Exercise objective
Can you summarize the text on the 1,000 Genomes Project in two sentences?

Text segment
[Start of section]

This month marked the first phase culmination of “The 1,000 Genomes Project,” an extensive five-year study that sought to determine the gene sequences of 1,092 individuals. The project’s well-represented research team comprised of about 400 researchers from around the world including Aravinda Chakravarti, a member of the Institute of Genetic Medicine at the Hopkins School of Medicine.
Launched in 2008, the Project seeks to examine human genetic variation using a multinational analysis of four major ancestry groups: American, European, African and East Asian. By studying variations in the genomes of people with different migratory history, the researchers are hoping to identify specific genes that cause disease.
Genetic diseases are caused by errors in gene sequences, which are comprised of DNA. These gene sequences are so intricate that even a minor error can lead to dramatic physical consequences.
For example, sickle cell anemia is a severe genetic disease that distorts the shape of red blood cells and causes them to carry oxygen in an inefficient manner. This disease is caused by a single error in the beta-globin gene — a point mutation — meaning that one DNA base pair in the whole gene sequence is wrong.
Let’s keep this error in perspective: There are approximately 3 billion DNA base pairs in the human genome. It takes a mere base pair exchange, the smallest of accidents, to cause the devastating physiological problems of sickle cell disease.
Given the precise nature of the DNA sequence needed for normal function, it makes sense that it contains little variation throughout the human population (humans are thought to be 99.5% genetically identical to one another). However, these variations are considered within the “normal range” as they do not take into account the effect of disease of gene variation.
The 1,000 Genomes Project aims to study individuals in the normal range, which only includes subjects who do not suffer from genetic diseases. The research team believes that studying genetic variability among healthy individuals will grant them the skills necessary to understand what happens when the genome undergoes mistakes. Essentially, the genomes of the healthy subjects will serve as a standard for future scientists studying human genetics.
The study found that some genetic variations appeared more frequently than others. If a gene variation was seen in more than five percent of the samples, it was considered a common variant. If it appeared 0.5 percent, it was termed a low frequency variant. Finally, rare variants were found in less than 0.5 percent.
The frequencies of common variants among the four ancestral groups were pretty consistent and had mostly been known to scientists from previous studies. The real area of interest centered on the other two categories. The study described variants that had been previously unidentified and attributed them to different populations.

[End of section]

Input data
[Start of section]

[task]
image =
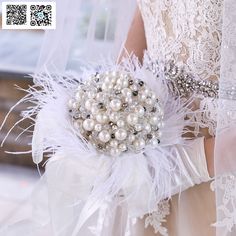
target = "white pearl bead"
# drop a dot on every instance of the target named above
(149, 101)
(74, 105)
(121, 134)
(88, 124)
(131, 138)
(100, 97)
(129, 100)
(146, 91)
(139, 110)
(132, 119)
(122, 147)
(134, 87)
(77, 124)
(147, 127)
(126, 92)
(98, 127)
(154, 120)
(78, 96)
(115, 104)
(120, 123)
(88, 104)
(114, 116)
(139, 144)
(142, 96)
(94, 109)
(102, 118)
(91, 94)
(154, 142)
(104, 136)
(138, 127)
(70, 103)
(114, 143)
(115, 152)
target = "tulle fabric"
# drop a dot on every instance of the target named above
(193, 211)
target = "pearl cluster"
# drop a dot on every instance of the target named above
(117, 113)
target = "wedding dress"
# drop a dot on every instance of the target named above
(188, 33)
(83, 193)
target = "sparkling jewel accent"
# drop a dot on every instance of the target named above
(117, 113)
(184, 84)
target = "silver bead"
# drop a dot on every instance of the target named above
(101, 118)
(120, 123)
(132, 119)
(88, 124)
(121, 134)
(115, 104)
(104, 136)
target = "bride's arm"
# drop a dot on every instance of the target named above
(136, 41)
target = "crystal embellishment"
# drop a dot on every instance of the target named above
(117, 113)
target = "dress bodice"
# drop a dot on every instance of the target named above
(186, 31)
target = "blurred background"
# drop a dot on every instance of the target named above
(19, 53)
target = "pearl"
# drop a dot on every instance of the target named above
(88, 104)
(139, 110)
(78, 96)
(154, 142)
(126, 92)
(138, 127)
(132, 119)
(114, 116)
(115, 152)
(74, 105)
(77, 124)
(101, 118)
(131, 138)
(100, 97)
(139, 144)
(104, 136)
(70, 103)
(147, 127)
(98, 127)
(121, 134)
(120, 123)
(88, 124)
(128, 100)
(115, 104)
(94, 109)
(114, 143)
(154, 120)
(91, 94)
(149, 101)
(142, 96)
(122, 147)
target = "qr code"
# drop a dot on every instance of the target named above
(40, 15)
(29, 15)
(16, 14)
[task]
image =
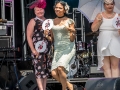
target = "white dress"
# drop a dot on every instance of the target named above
(108, 41)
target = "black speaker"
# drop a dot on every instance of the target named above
(28, 82)
(103, 84)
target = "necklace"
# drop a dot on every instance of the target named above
(110, 16)
(61, 16)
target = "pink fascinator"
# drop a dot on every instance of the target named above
(37, 3)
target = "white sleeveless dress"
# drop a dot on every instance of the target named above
(108, 41)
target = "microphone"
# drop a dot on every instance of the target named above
(3, 20)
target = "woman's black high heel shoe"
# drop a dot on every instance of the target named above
(75, 87)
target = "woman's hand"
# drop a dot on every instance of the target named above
(119, 31)
(99, 18)
(35, 53)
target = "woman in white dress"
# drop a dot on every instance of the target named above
(108, 46)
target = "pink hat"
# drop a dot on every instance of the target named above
(37, 3)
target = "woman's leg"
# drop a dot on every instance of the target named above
(114, 66)
(106, 67)
(44, 83)
(63, 77)
(39, 82)
(55, 75)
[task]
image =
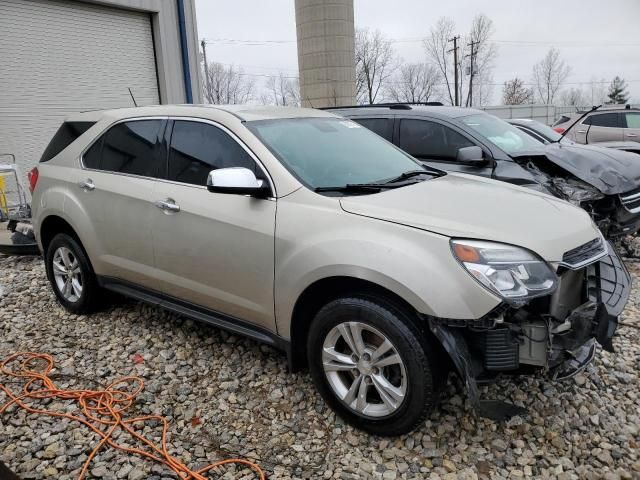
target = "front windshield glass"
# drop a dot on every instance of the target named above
(504, 135)
(332, 152)
(546, 131)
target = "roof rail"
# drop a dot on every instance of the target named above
(394, 106)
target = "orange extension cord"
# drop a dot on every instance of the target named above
(102, 411)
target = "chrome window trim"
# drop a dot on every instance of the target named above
(175, 118)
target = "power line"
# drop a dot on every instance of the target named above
(455, 64)
(568, 43)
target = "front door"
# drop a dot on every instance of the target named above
(213, 250)
(436, 145)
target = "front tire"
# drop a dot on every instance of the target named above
(71, 276)
(371, 365)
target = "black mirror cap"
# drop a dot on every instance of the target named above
(262, 191)
(472, 156)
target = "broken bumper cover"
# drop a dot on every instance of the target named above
(507, 341)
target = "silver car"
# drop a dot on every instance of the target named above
(611, 124)
(310, 233)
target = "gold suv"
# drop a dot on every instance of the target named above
(309, 232)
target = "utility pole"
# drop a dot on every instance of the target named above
(455, 65)
(206, 67)
(472, 72)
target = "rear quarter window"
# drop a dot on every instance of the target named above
(65, 136)
(603, 120)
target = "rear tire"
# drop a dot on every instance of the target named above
(71, 275)
(381, 382)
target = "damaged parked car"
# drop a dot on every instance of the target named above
(604, 182)
(308, 232)
(545, 134)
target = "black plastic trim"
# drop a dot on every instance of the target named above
(195, 312)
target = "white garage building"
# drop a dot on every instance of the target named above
(64, 56)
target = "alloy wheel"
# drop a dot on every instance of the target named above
(364, 369)
(67, 274)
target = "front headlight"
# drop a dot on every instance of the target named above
(513, 273)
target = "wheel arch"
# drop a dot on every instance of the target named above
(53, 225)
(317, 294)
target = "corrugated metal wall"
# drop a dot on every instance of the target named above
(59, 57)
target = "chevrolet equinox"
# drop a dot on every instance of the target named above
(308, 232)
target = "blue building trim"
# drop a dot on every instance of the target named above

[End of section]

Exercise response
The 1,000 Genomes Project, launched in 2008, has reached the culmination of its first phase after seeking to determine the gene sequences of 1,092 individuals from American, European, African and East Asian ancestry groups, with the aim of identifying specific genes that cause disease. About 400 researchers studied healthy subjects in the normal range so that their genomes can serve as a standard for future scientists, and the study sorted gene variants by frequency and described previously unidentified variants, attributing them to different populations.